TASK TO CARRY OUT>
Give back each line of the data exactly.

# # # # # # #

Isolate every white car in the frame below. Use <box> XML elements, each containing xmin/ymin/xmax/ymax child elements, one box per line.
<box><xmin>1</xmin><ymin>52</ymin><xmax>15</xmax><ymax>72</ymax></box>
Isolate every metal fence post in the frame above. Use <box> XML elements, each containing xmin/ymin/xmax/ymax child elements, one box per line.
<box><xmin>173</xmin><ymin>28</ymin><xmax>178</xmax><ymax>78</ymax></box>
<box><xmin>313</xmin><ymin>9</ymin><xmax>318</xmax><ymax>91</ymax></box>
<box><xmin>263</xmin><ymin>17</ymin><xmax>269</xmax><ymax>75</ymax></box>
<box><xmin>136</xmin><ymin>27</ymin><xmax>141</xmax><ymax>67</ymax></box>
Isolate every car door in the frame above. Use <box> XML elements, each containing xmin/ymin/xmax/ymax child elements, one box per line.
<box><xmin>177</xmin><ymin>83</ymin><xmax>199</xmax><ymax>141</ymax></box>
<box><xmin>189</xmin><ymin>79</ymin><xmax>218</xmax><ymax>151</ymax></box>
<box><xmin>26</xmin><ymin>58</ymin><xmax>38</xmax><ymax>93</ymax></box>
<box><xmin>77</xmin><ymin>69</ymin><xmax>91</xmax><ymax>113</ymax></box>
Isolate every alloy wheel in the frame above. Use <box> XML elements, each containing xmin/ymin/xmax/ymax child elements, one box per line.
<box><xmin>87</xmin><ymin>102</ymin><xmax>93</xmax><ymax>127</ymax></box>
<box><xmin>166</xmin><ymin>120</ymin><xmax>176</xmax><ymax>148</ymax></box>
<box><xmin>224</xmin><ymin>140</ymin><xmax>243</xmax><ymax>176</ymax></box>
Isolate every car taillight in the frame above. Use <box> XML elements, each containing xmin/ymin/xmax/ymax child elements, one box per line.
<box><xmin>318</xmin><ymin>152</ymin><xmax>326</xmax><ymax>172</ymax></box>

# # # # # # #

EXERCISE SOLUTION>
Isolate every white car in the frame below. Use <box> XML elements, each containing xmin/ymin/xmax/ymax child elements, one box per line.
<box><xmin>1</xmin><ymin>52</ymin><xmax>15</xmax><ymax>72</ymax></box>
Isolate every metal fence post in the frame above. Use <box> XML elements, each containing xmin/ymin/xmax/ymax child elements, one box per line.
<box><xmin>173</xmin><ymin>28</ymin><xmax>178</xmax><ymax>78</ymax></box>
<box><xmin>313</xmin><ymin>9</ymin><xmax>318</xmax><ymax>91</ymax></box>
<box><xmin>263</xmin><ymin>17</ymin><xmax>269</xmax><ymax>75</ymax></box>
<box><xmin>136</xmin><ymin>27</ymin><xmax>141</xmax><ymax>67</ymax></box>
Isolate every car door in the frame above. Use <box> XML elements, each containing xmin/ymin/xmax/ymax child elements, one box per line.
<box><xmin>177</xmin><ymin>83</ymin><xmax>199</xmax><ymax>141</ymax></box>
<box><xmin>189</xmin><ymin>79</ymin><xmax>218</xmax><ymax>151</ymax></box>
<box><xmin>26</xmin><ymin>58</ymin><xmax>38</xmax><ymax>93</ymax></box>
<box><xmin>77</xmin><ymin>69</ymin><xmax>91</xmax><ymax>113</ymax></box>
Isolate every alloy wheel in the frame above. Use <box> XML elements, each containing xmin/ymin/xmax/ymax child elements, one box per line.
<box><xmin>87</xmin><ymin>102</ymin><xmax>93</xmax><ymax>127</ymax></box>
<box><xmin>166</xmin><ymin>120</ymin><xmax>176</xmax><ymax>148</ymax></box>
<box><xmin>224</xmin><ymin>140</ymin><xmax>243</xmax><ymax>176</ymax></box>
Isolate every car taillight in the frame above. Use <box> XML elements, each containing xmin/ymin/xmax/ymax child elements, one box per line.
<box><xmin>318</xmin><ymin>152</ymin><xmax>326</xmax><ymax>172</ymax></box>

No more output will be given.